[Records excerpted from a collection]
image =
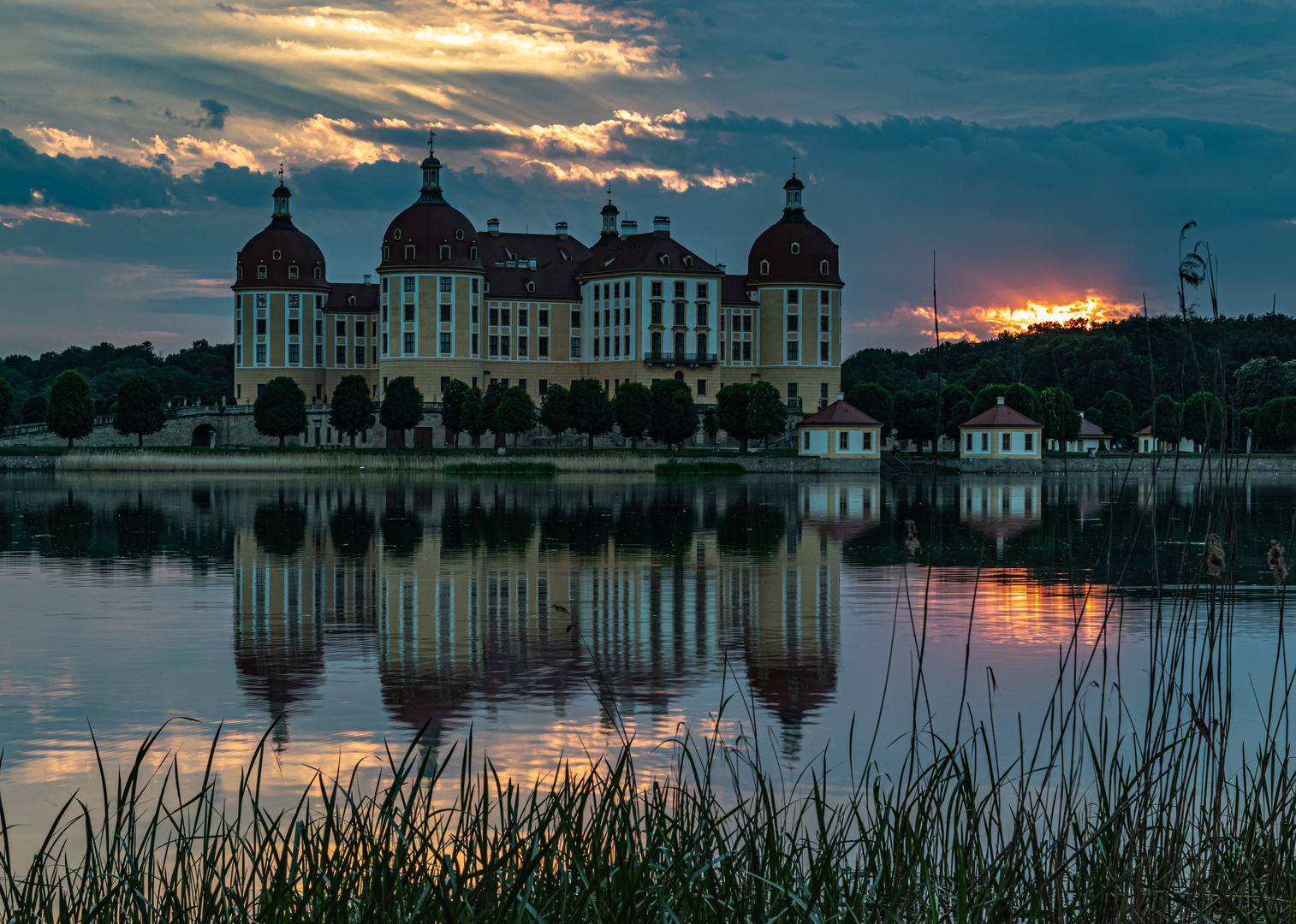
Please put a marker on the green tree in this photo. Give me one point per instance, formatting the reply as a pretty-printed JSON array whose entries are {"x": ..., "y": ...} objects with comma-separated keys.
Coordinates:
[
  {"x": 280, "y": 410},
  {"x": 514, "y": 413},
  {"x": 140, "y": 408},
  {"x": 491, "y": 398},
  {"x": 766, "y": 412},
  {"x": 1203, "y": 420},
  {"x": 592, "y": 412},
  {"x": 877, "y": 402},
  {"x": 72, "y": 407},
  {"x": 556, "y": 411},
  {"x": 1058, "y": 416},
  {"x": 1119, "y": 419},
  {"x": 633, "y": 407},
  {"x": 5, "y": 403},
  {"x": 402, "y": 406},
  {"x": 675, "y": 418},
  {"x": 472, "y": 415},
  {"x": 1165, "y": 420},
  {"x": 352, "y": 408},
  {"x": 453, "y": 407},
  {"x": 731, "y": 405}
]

* * *

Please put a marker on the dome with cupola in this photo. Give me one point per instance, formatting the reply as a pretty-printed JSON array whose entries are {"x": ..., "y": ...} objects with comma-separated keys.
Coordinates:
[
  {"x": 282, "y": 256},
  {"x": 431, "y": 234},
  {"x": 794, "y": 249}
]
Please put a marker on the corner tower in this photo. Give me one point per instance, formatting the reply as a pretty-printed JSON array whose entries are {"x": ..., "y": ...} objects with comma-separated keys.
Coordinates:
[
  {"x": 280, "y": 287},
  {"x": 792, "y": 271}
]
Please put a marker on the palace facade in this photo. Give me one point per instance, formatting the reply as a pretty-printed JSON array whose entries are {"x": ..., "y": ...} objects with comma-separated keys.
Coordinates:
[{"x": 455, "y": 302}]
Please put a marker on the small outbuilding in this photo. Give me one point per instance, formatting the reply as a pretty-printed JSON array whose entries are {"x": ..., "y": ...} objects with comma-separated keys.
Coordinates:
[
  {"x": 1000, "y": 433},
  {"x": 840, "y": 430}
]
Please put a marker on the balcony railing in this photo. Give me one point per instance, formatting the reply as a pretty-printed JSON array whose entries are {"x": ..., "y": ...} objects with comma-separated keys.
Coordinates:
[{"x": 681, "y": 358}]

— WHAT THE TASK ASKS —
Find each line in the rows above that contains the string "separated" and copy those lines out.

— SOLUTION FOR THIS EXERCISE —
Please put a marker on the green tree in this photo. Give me one point per instance, formatting the reply as a pretty-printed JSON array whose entries are {"x": ..., "y": ...} objects with comma-separated keys.
Please put a marker on the dome with cupola in this photo. Give me one point per instance, formatting the reply as a pretty-printed JSON array whose entries are {"x": ..., "y": ...} objects with comma-separated keys.
Please put a marker on the corner tower in this photo. Give me one point per instance, formatting the reply as a pretty-printed JSON array whose entries are {"x": ..., "y": ...} objects with comma-separated keys.
Please put a marker on the palace facade in this photo. Give me one point per instance, formatting the reply as a pretty-printed JSON array whose entries are {"x": ..., "y": ...} objects with comma-separated keys.
Please put a marker on the small outbuilding in this photo. Give me one point per instance, formatting the reply as a pretty-printed JSON array whose entries are {"x": ..., "y": ...} objects with comma-separated keys.
Please put a marker on the balcony railing in this photo. Give me one point per instance, formatting the reply as a pretty-printed JSON array whose entries are {"x": ..., "y": ...} objects with comma-separated keys.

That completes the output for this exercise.